GOAL OF THE EXERCISE:
Repeat the whole of the data, keeping every detail the same.

— BEGIN —

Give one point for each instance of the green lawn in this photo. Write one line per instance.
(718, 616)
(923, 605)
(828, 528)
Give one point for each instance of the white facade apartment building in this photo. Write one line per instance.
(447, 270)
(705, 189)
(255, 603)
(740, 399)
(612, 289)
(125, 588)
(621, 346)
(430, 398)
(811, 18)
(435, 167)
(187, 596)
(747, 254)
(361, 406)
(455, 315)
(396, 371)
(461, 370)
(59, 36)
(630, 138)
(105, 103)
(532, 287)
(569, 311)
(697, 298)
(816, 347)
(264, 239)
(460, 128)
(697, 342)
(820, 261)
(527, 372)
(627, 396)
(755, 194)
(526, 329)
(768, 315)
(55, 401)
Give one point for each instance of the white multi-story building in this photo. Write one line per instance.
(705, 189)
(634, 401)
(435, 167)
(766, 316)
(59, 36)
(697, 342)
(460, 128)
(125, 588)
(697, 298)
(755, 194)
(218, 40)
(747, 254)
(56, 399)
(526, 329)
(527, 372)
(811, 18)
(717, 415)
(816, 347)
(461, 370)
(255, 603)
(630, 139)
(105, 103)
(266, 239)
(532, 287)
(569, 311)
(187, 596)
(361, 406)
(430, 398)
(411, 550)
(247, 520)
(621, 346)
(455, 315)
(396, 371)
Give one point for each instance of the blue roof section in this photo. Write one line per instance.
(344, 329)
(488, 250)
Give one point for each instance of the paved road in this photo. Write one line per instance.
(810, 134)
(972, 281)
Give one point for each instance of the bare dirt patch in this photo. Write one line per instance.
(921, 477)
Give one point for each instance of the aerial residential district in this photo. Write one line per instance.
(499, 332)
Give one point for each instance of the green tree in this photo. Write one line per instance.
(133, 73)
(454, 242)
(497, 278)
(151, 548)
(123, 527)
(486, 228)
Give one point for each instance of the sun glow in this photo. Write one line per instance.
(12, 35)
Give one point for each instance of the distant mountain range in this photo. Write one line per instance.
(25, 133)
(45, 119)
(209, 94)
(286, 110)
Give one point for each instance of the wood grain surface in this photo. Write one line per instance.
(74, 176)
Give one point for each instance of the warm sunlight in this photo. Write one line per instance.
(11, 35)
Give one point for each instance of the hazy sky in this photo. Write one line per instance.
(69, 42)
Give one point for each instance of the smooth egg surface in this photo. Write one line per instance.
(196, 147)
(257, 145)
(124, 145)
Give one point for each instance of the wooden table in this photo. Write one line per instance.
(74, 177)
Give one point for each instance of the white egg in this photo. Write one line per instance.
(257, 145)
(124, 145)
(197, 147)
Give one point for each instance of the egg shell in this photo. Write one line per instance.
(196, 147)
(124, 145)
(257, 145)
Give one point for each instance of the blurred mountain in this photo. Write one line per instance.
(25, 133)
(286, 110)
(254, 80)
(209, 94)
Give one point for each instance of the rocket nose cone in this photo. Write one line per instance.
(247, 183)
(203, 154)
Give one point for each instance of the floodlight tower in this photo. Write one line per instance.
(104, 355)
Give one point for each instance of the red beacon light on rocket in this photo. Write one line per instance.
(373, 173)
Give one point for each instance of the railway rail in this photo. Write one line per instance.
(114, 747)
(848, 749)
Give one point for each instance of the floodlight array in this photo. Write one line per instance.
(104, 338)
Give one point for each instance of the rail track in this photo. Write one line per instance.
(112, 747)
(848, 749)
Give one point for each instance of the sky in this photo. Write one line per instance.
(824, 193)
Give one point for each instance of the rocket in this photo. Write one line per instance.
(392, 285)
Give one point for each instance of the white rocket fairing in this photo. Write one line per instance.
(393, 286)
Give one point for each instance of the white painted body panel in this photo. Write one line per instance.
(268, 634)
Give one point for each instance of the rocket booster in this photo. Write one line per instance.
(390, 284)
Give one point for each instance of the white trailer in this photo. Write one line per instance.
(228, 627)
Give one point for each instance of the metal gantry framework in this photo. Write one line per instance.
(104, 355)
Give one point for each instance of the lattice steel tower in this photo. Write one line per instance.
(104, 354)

— END —

TASK RESULT:
Give one point for each instance of the green lawn in this photo. Write one line per instance.
(718, 616)
(923, 605)
(828, 528)
Give one point for each instance of the white facade apartment building in this photo. Write one line per instance.
(447, 270)
(705, 189)
(255, 603)
(740, 399)
(612, 289)
(125, 588)
(621, 346)
(430, 398)
(811, 18)
(435, 167)
(187, 596)
(747, 254)
(361, 406)
(455, 315)
(396, 371)
(461, 370)
(59, 36)
(630, 138)
(105, 103)
(532, 287)
(569, 311)
(697, 298)
(816, 347)
(264, 239)
(460, 128)
(697, 342)
(820, 261)
(527, 372)
(627, 396)
(755, 194)
(526, 329)
(768, 315)
(55, 401)
Give one point for each instance of the white multi-story building in this photo. Write one line per instance.
(705, 189)
(634, 401)
(435, 167)
(766, 316)
(59, 36)
(697, 342)
(460, 128)
(125, 588)
(697, 298)
(755, 194)
(218, 40)
(747, 254)
(56, 399)
(526, 329)
(527, 372)
(811, 18)
(717, 415)
(816, 347)
(461, 370)
(255, 603)
(630, 139)
(105, 103)
(266, 239)
(532, 287)
(569, 311)
(187, 596)
(361, 406)
(430, 398)
(411, 550)
(247, 520)
(621, 346)
(455, 315)
(396, 371)
Give one point for each instance of the blue roof section in this photo. Write one line per instance.
(344, 329)
(488, 250)
Give one point for each instance of the paved road in this photo. Write one line per instance.
(810, 134)
(972, 281)
Give one point for each instance of the bare dirt patch in this photo. Write one line per instance.
(921, 477)
Give one point for each instance of the aerial residential district in this photo. Write one line per instance.
(499, 332)
Give one point for each instance of the green tree in this photo. Write one line per instance.
(133, 73)
(454, 242)
(497, 278)
(151, 548)
(123, 527)
(486, 228)
Give one point for each instance of the sun glow in this photo. Write one line per instance.
(12, 35)
Give one point for each instance of the distant mountain range in this photo. Write one line per instance.
(25, 133)
(45, 119)
(209, 94)
(286, 110)
Give one point for each instance of the wood grain surface in this photo. Write one line per instance.
(74, 176)
Give one point for each instance of the warm sunlight in this photo. Write one line per instance.
(11, 35)
Give one point for each instance of the hazy sky in this photo. Write one line per instance.
(69, 42)
Give one point for each instance of the smooth egg surface in this photo. Write one line per instance.
(196, 147)
(257, 145)
(124, 145)
Give one point for each instance of the wooden table in this photo. Write one line per instance.
(74, 177)
Give one point for each instance of the white egg in this photo. Write one line per instance.
(257, 145)
(124, 145)
(197, 147)
Give one point for each instance of the egg shell in this photo. Write one line per instance.
(196, 147)
(124, 145)
(257, 145)
Give one point for each instance of the blurred mountain in this photo. Write one line per instance.
(25, 133)
(286, 110)
(254, 80)
(209, 94)
Give one point for each instance of the rocket nose cone in this photo. Write one line per instance.
(247, 183)
(203, 154)
Give one point for each instance of the floodlight tower in this photo. Write one line per instance.
(104, 355)
Give one point for each instance of the red beacon light on rocket in this photo. Write one line per instance.
(373, 173)
Give one point for each instance of the railway rail in this photo. Write one line per instance.
(114, 747)
(848, 749)
Give one point for each instance of the floodlight array in this photo. Write one line per instance.
(104, 338)
Give one point for each instance of the rail track in this photo. Write one line per instance.
(112, 747)
(848, 749)
Give one point for each instance of the sky in this photo. Write one line per instance.
(824, 193)
Give one point for each instance of the rocket in this photo. Write one line per instance.
(392, 285)
Give one point for each instance of the white rocket fairing in this photo. Write one line per instance.
(393, 286)
Give one point for each instance of the white painted body panel in this photo. Write one line per instance.
(268, 634)
Give one point for each instance of the rocket booster in this photo. Write one line per instance.
(390, 284)
Give one point for each instance of the white trailer in this photo. Write one line per instance.
(228, 627)
Give one point for each instance of the metal gantry framework in this photo. Write one line per instance.
(104, 355)
Give one point for each instance of the lattice steel tower in this photo. Write one line per instance.
(104, 354)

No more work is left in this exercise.